VIP Implementation Guide

This document summarizes what has been built so far and describes how to go about implementing and hardening the remaining tests.

What exists today

Project structure

vip/
├── src/vip/                     # Core library
│   ├── config.py                # TOML config loader + dataclasses
│   ├── plugin.py                # pytest plugin (markers, skip logic, JSON report)
│   ├── reporting.py             # Report data model for Quarto
│   └── clients/                 # Lightweight HTTP clients (httpx, no SDKs)
│       ├── connect.py           # Content CRUD, deploy, tags, runtime versions
│       ├── workbench.py         # Health, server info, sessions
│       └── packagemanager.py    # Repos, CRAN/PyPI availability
│
├── src/vip_tests/                       # The VIP test suite (runs against real products)
│   ├── conftest.py              # Root fixtures: clients, auth, runtimes, data sources
│   ├── prerequisites/           # Server reachability, auth credentials present
│   ├── package_manager/         # CRAN/PyPI mirrors, repo listing, private repos
│   ├── connect/                 # Auth, content deploy, data sources, packages, email, runtimes
│   ├── workbench/               # Auth, IDE launch, sessions, packages, data sources, runtimes
│   ├── cross_product/           # SSL certs, monitoring, system resources
│   ├── performance/             # Load times, package speed, concurrency, resource usage
│   └── security/                # HTTPS enforcement, auth policy, secrets
│
├── selftests/                   # Framework tests (no products required, run in CI)

(Material shown):
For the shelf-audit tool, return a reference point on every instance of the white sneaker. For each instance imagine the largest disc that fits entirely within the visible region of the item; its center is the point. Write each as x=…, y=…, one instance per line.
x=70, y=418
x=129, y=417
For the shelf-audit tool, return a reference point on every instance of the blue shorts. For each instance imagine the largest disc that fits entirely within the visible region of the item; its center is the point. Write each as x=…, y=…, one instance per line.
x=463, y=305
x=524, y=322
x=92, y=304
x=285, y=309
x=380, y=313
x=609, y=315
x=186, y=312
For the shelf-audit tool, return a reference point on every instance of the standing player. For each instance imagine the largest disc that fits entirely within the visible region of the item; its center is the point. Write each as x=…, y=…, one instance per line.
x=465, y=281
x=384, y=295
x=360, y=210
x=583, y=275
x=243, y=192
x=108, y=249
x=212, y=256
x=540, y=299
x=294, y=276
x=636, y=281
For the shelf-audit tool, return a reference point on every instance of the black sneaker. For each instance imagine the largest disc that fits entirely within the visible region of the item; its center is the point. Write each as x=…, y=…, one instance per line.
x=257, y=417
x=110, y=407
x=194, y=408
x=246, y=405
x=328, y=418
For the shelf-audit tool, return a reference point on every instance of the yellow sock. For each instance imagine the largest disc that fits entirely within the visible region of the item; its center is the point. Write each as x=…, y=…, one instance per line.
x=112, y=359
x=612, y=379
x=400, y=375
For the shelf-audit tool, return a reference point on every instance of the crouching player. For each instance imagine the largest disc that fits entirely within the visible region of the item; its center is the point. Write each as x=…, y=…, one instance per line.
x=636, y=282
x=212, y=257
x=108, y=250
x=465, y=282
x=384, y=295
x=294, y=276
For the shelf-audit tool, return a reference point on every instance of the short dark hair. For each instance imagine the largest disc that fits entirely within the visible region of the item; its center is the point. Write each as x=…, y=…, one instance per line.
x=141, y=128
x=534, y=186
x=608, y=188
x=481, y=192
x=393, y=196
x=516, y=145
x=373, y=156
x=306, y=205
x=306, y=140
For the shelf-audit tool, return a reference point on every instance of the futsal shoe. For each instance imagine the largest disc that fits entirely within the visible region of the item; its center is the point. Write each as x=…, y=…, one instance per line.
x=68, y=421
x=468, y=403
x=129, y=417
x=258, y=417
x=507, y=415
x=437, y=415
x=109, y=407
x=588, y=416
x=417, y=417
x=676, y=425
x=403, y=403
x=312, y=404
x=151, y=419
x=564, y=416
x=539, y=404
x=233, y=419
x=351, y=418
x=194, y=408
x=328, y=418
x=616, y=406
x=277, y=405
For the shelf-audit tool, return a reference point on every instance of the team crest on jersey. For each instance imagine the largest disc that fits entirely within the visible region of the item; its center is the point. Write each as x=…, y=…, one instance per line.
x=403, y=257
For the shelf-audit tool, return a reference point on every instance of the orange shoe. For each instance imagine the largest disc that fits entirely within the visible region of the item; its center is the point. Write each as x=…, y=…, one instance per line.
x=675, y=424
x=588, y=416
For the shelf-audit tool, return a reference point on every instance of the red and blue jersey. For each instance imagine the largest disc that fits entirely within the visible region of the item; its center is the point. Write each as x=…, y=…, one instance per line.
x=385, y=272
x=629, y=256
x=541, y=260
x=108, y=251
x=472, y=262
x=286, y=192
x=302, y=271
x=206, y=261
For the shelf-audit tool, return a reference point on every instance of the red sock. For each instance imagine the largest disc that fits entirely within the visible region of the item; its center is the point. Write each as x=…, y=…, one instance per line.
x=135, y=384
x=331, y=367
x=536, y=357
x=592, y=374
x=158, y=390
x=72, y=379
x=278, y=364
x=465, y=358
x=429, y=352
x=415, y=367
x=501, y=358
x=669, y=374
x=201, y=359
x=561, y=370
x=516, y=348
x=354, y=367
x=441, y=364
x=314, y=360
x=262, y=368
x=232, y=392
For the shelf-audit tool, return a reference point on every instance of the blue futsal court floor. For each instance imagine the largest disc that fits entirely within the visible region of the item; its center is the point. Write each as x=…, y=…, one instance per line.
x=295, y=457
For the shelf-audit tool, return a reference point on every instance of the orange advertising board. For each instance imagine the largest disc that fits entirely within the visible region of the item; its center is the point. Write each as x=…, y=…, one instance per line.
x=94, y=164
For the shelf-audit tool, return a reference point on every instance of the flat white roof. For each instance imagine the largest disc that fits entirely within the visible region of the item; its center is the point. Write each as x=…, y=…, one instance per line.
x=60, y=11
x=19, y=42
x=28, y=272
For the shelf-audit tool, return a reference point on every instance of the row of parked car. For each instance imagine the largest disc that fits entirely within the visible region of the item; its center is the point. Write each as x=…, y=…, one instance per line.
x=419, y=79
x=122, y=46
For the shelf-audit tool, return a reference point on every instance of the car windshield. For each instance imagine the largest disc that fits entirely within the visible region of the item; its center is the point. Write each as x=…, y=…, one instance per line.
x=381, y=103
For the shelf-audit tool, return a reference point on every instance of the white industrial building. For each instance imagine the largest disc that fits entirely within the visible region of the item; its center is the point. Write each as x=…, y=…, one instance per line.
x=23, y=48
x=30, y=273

(Task set):
**a.** According to the comments in the VIP implementation guide, how do the tests in selftests/ differ from the VIP test suite in src/vip_tests/? Answer in one to three sentences.
**b.** Answer these questions from the VIP implementation guide:
(i) Which library do the lightweight HTTP clients use?
(ii) Which file holds the pytest plugin?
(iii) What does the security/ directory cover?
**c.** Set down everything in the VIP implementation guide from "What exists today" down to "(httpx, no SDKs)".

(Solutions to the exercise):
**a.** The VIP test suite in src/vip_tests/ runs against real products. The tests in selftests/ are framework tests that need no products and are run in CI.

**b.**
(i) httpx, with no SDKs.
(ii) plugin.py, in src/vip/.
(iii) HTTPS enforcement, auth policy, and secrets.

**c.**
What exists today

Project structure

vip/
├── src/vip/                     # Core library
│   ├── config.py                # TOML config loader + dataclasses
│   ├── plugin.py                # pytest plugin (markers, skip logic, JSON report)
│   ├── reporting.py             # Report data model for Quarto
│   └── clients/                 # Lightweight HTTP clients (httpx, no SDKs)